----- INPUT FOR THIS TASK

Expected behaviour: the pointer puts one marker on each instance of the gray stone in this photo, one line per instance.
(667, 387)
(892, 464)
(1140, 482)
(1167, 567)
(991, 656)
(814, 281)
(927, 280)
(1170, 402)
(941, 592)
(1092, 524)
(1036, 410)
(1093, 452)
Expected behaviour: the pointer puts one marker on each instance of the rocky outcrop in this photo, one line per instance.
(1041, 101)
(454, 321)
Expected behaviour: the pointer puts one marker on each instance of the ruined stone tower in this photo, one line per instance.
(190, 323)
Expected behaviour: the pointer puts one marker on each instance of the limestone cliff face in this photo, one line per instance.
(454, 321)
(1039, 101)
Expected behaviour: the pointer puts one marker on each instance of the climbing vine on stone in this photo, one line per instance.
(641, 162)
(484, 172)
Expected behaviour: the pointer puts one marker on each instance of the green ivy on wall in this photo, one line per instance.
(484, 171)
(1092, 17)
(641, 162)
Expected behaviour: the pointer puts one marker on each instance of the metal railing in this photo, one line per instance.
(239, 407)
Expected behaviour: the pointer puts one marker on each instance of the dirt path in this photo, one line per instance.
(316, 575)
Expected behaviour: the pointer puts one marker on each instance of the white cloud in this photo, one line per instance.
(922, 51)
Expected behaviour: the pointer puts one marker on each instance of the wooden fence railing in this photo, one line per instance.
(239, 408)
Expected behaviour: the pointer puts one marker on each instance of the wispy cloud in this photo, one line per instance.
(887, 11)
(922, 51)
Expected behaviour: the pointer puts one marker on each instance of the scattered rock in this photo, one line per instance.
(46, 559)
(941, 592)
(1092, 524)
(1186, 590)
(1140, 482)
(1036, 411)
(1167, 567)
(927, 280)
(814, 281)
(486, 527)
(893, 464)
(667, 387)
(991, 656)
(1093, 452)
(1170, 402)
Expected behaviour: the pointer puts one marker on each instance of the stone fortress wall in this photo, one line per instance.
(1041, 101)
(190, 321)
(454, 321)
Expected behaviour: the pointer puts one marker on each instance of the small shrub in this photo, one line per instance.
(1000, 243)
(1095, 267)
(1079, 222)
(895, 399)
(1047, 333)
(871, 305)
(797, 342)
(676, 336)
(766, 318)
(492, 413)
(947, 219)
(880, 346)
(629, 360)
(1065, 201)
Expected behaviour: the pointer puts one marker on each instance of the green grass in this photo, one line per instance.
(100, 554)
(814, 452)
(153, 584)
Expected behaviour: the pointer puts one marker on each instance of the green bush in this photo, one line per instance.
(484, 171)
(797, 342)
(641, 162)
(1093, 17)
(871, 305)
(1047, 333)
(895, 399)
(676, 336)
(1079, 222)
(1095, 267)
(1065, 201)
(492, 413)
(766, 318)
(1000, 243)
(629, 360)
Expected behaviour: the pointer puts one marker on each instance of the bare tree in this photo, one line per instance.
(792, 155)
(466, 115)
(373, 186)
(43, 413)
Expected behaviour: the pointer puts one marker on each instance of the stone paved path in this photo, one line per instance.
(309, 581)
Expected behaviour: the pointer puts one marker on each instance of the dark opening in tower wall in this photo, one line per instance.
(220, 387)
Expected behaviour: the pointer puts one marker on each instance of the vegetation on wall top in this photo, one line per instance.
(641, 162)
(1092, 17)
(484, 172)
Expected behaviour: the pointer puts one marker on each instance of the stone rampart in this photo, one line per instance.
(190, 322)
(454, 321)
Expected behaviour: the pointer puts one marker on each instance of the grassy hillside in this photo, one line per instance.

----------

• _EXERCISE AIM_
Please quote, word for word, the lines starting with the one that contains "rampart in this photo, one line per instance." and ending with the last line of the items above, both ends included.

• _RESPONSE TO THE TASK_
Expected behaviour: the pointer puts one marker on each instance of the stone rampart in this photo, one line per instance.
(190, 322)
(454, 321)
Expected behaviour: the pointer puts one marker on each instance of the grassy hillside in this photo, one line per instance.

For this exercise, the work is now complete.